Please format the records below as a numbered list, omitting any blank lines.

----- INPUT ROWS -----

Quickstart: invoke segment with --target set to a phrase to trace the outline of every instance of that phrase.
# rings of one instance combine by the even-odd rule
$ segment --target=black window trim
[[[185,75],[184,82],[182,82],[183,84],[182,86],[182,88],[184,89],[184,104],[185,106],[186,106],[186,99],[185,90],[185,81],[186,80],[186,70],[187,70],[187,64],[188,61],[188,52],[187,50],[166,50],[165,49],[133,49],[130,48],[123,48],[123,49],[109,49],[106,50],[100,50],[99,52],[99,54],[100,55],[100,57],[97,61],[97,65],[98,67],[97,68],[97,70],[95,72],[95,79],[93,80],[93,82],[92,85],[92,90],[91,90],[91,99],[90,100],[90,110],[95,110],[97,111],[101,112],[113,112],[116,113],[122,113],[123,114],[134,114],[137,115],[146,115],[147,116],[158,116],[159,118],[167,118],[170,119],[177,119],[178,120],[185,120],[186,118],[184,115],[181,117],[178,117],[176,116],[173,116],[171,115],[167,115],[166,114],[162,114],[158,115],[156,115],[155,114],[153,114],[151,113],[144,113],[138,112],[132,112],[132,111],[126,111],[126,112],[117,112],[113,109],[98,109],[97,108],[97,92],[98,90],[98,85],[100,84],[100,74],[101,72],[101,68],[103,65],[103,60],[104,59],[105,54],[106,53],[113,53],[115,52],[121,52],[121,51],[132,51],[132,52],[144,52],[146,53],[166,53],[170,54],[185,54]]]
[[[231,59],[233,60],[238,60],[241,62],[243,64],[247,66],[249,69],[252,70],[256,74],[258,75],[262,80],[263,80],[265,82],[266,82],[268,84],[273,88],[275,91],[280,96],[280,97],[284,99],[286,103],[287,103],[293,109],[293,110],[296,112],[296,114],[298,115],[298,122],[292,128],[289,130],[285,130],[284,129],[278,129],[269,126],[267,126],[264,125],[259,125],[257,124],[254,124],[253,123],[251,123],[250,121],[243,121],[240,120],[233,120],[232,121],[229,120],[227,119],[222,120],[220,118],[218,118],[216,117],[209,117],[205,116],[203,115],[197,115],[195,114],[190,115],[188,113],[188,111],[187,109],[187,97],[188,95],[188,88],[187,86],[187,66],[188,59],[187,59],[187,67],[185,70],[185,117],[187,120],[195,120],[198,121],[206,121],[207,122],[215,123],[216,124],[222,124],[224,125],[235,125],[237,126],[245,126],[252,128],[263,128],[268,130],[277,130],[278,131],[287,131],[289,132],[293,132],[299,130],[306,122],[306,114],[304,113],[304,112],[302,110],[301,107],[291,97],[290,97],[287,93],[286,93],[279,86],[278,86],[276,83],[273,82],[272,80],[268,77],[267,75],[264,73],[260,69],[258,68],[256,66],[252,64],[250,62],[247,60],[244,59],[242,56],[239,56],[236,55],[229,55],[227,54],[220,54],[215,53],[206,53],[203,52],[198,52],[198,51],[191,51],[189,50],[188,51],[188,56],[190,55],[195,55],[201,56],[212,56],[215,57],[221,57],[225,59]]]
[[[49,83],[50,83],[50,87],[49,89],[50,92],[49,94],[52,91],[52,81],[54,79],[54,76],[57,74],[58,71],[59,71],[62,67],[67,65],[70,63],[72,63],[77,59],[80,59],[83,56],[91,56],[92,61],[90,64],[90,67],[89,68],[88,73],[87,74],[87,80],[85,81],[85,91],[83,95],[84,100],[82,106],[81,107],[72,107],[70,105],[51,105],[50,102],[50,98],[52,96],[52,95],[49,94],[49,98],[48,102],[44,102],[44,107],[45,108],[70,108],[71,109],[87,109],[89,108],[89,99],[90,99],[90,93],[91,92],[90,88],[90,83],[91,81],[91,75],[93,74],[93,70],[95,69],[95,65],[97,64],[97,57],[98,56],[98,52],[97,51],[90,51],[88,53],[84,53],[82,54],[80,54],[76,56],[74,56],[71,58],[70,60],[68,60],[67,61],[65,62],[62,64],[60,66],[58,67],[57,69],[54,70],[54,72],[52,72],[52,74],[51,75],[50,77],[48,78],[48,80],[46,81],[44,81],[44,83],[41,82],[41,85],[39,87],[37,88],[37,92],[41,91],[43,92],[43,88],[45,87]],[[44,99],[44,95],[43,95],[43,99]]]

-----

EXPECTED OUTPUT:
1. Quickstart: invoke segment with --target set to a phrase to trace the outline of every instance of that phrase.
2. # rings of one instance combine by the even-odd rule
3. $ segment --target=black window trim
4. [[[185,75],[184,82],[182,82],[183,84],[182,86],[182,88],[184,89],[184,104],[185,106],[186,106],[186,99],[185,90],[185,81],[186,80],[186,70],[187,70],[187,64],[188,61],[188,52],[187,50],[166,50],[165,49],[133,49],[130,48],[123,48],[123,49],[109,49],[106,50],[100,50],[99,52],[99,54],[100,55],[100,57],[97,61],[97,65],[98,67],[97,68],[97,70],[95,72],[95,79],[93,80],[93,82],[92,85],[92,90],[91,90],[91,99],[90,100],[90,110],[95,110],[97,111],[101,112],[113,112],[116,113],[122,113],[123,114],[134,114],[137,115],[146,115],[147,116],[158,116],[159,118],[167,118],[170,119],[177,119],[178,120],[185,120],[186,118],[184,115],[181,117],[178,117],[176,116],[173,116],[171,115],[167,115],[166,114],[162,114],[158,115],[156,115],[155,114],[153,114],[151,113],[144,113],[138,112],[132,112],[132,111],[126,111],[126,112],[117,112],[113,109],[98,109],[97,108],[97,92],[98,90],[98,85],[100,84],[100,74],[101,72],[101,68],[103,65],[103,60],[104,59],[105,54],[106,53],[113,53],[115,52],[121,52],[121,51],[132,51],[132,52],[144,52],[146,53],[166,53],[170,54],[185,54]]]
5. [[[231,59],[233,60],[238,60],[241,62],[243,64],[247,66],[249,69],[252,70],[256,74],[258,75],[262,80],[263,80],[265,82],[266,82],[268,84],[273,88],[275,91],[280,96],[280,97],[284,99],[286,103],[287,103],[293,109],[293,110],[296,112],[296,114],[298,115],[298,122],[292,128],[289,130],[285,130],[284,129],[278,129],[269,126],[267,126],[264,125],[259,125],[257,124],[254,124],[253,123],[251,123],[250,121],[243,121],[240,120],[233,120],[232,121],[229,120],[227,119],[222,120],[220,118],[218,118],[216,117],[209,117],[205,116],[203,115],[197,115],[195,114],[190,115],[188,113],[188,111],[187,109],[187,97],[188,95],[188,88],[187,86],[187,66],[188,59],[187,59],[187,67],[185,70],[185,117],[187,120],[195,120],[198,121],[206,121],[207,122],[215,123],[216,124],[222,124],[224,125],[235,125],[237,126],[245,126],[252,128],[263,128],[268,130],[277,130],[278,131],[287,131],[289,132],[293,132],[299,130],[306,122],[306,114],[304,113],[304,112],[302,110],[301,107],[291,97],[290,97],[287,93],[286,93],[279,86],[278,86],[276,83],[273,82],[272,80],[268,77],[267,75],[264,73],[260,69],[258,68],[256,66],[252,64],[250,62],[247,60],[244,59],[242,56],[239,56],[236,55],[229,55],[227,54],[220,54],[215,53],[206,53],[203,52],[198,52],[198,51],[191,51],[189,50],[188,51],[188,56],[190,55],[195,55],[201,56],[212,56],[215,57],[221,57],[225,59]]]
6. [[[49,83],[50,83],[50,87],[49,89],[50,92],[49,94],[52,91],[52,81],[54,79],[54,76],[57,74],[58,71],[59,71],[62,67],[67,65],[70,63],[72,63],[77,59],[80,59],[83,56],[91,56],[92,61],[90,64],[90,67],[89,68],[88,73],[87,74],[87,80],[85,81],[85,91],[83,95],[84,100],[82,106],[81,107],[72,107],[70,105],[51,105],[50,102],[50,98],[52,96],[52,95],[49,94],[49,98],[48,102],[44,102],[44,107],[45,108],[70,108],[71,109],[87,109],[89,108],[89,99],[90,99],[90,93],[91,92],[90,88],[90,83],[91,81],[91,75],[93,74],[93,70],[95,69],[95,65],[97,64],[97,57],[98,56],[98,52],[97,51],[90,51],[88,53],[84,53],[82,54],[80,54],[76,56],[74,56],[71,58],[70,60],[68,60],[67,61],[65,62],[62,64],[60,66],[58,67],[57,69],[54,70],[54,72],[52,72],[52,74],[51,75],[50,77],[48,78],[48,80],[46,81],[44,81],[44,83],[41,82],[41,85],[39,87],[37,88],[37,92],[41,91],[43,92],[43,88],[45,87]],[[44,99],[44,95],[43,95],[43,99]]]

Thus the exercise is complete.